The entries below should be transcribed in their entirety, exactly as written.

— START —

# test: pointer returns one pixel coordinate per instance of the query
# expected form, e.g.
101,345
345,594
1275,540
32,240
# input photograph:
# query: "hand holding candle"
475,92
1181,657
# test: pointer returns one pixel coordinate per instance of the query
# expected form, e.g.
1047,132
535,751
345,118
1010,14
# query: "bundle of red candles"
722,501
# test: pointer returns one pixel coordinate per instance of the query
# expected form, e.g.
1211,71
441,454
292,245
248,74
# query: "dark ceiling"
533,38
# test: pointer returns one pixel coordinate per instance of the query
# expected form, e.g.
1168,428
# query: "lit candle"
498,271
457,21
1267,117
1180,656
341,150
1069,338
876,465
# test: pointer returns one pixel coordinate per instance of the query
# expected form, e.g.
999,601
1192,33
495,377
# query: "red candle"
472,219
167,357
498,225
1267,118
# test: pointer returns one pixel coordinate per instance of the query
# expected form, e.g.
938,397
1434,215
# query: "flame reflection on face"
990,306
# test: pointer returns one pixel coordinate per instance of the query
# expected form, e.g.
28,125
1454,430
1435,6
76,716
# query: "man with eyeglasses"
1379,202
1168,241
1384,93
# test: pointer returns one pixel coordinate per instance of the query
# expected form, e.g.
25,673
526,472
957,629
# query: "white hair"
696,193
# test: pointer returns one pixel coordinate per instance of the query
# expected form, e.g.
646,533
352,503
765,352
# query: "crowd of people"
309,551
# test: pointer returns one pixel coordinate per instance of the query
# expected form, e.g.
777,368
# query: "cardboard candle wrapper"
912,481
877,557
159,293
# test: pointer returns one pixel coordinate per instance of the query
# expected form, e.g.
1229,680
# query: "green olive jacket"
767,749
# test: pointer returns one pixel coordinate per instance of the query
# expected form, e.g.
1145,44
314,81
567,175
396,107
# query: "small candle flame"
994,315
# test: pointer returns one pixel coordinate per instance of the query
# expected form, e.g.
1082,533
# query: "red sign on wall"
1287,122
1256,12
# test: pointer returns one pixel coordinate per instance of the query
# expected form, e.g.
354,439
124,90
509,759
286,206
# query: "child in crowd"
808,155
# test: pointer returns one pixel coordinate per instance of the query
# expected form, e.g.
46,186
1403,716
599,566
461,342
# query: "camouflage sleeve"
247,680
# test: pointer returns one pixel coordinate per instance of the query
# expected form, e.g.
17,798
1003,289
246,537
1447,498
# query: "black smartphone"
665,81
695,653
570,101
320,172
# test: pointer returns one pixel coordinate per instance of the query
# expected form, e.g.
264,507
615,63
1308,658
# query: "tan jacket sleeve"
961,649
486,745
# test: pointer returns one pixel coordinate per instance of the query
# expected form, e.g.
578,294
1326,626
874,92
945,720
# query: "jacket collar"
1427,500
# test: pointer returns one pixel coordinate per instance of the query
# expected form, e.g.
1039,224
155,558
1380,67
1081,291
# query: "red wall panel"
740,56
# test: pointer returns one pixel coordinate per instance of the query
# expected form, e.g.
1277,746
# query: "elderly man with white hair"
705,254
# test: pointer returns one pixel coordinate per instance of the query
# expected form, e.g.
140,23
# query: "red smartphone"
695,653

— END —

REPLY TO THE TASK »
# test: pointer returns one pixel coordinate per instance of the query
# expected form, e.g.
101,345
345,594
1275,540
32,240
# input photograph:
# query: "hand holding candle"
475,92
1181,657
# test: pointer returns one pixel coordinate per instance of the query
# expected form, e.g.
1047,132
535,751
345,118
1010,14
# query: "bundle of red candles"
722,501
# test: pointer returns one pixel coordinate per instance of the query
# expected form, e.g.
1211,71
441,454
292,245
248,74
# query: "dark ceiling"
533,38
# test: pointer returns one pixel coordinate per instance of the query
# expected form, e.g.
1168,428
# query: "lit candle"
498,271
457,21
1267,117
1180,656
341,150
1069,338
876,465
# test: pointer returns one pixel coordinate per instance of the query
# expected form, e.g.
999,601
1192,33
495,377
# query: "red candle"
472,219
167,357
498,225
1267,118
# test: pointer returns one pixel coordinate per instance of the query
# expected form, e.g.
938,397
1434,215
# query: "flame reflection on face"
990,306
# test: pointer returns one pixel coordinate per instance of the query
# expected form, e.g.
28,125
1454,430
1435,6
76,716
# query: "man with eyeglasses"
1379,202
1168,241
1384,93
# test: pointer returns one pixel coordinate per instance of the query
# expected form, e.g.
25,673
526,472
957,629
# query: "white hair"
696,193
# test: pointer returns one pixel coordinate per instance of the query
# expected form, e.g.
646,533
352,503
765,352
# query: "crowd of people"
309,551
# test: pointer returns one pixel coordinate per instance of the query
# expected form, e.g.
777,368
# query: "cardboard candle wrapper"
912,481
877,557
159,293
# test: pointer returns one pixel coordinate per instance of the query
# expected form, e.g.
1229,680
# query: "green olive jacket"
767,749
# test: pointer returns one pixel coordinate per instance of the query
# expected form, e.g.
1145,44
314,81
567,175
396,107
# query: "small candle flame"
994,315
# test: pointer returns one pixel coordinate per instance of the query
# expected form, e.g.
1082,533
# query: "red sign on wall"
1287,122
1256,12
# test: pointer returns one pixel coordinate per instance of the query
# expected form, e.g.
354,439
124,90
509,759
286,206
# query: "child in crowd"
808,155
# test: pointer returns one pixel coordinate per instance of the query
# expected form, e.g.
46,186
1403,716
599,566
461,342
# query: "camouflage sleeve"
247,680
# test: pointer returns one pixel coordinate per instance of the query
# expected form, e.g.
17,798
1003,289
246,537
1447,498
# query: "black smartphone"
665,81
695,653
570,101
320,172
# test: pointer returns one pixel coordinate per instance of the query
# expected form, e.g.
264,507
615,63
1308,658
# query: "tan jacket sleeve"
961,649
486,745
# test: pointer returns one pixel coordinate per instance of the query
# expected form, e.g.
578,294
1326,626
874,92
945,720
# query: "jacket collar"
1427,500
# test: pointer returns one pixel coordinate per instance of the query
# expected form, e.g.
1039,224
155,558
1380,67
1081,291
# query: "red wall panel"
740,56
# test: pointer returns one pixel coordinate per instance of the query
# expected form, e.g.
1277,746
# query: "elderly man with white hair"
705,254
# test: pointer returns one pixel coordinate per instance of the query
# expected form, e.g.
140,23
# query: "red smartphone"
695,653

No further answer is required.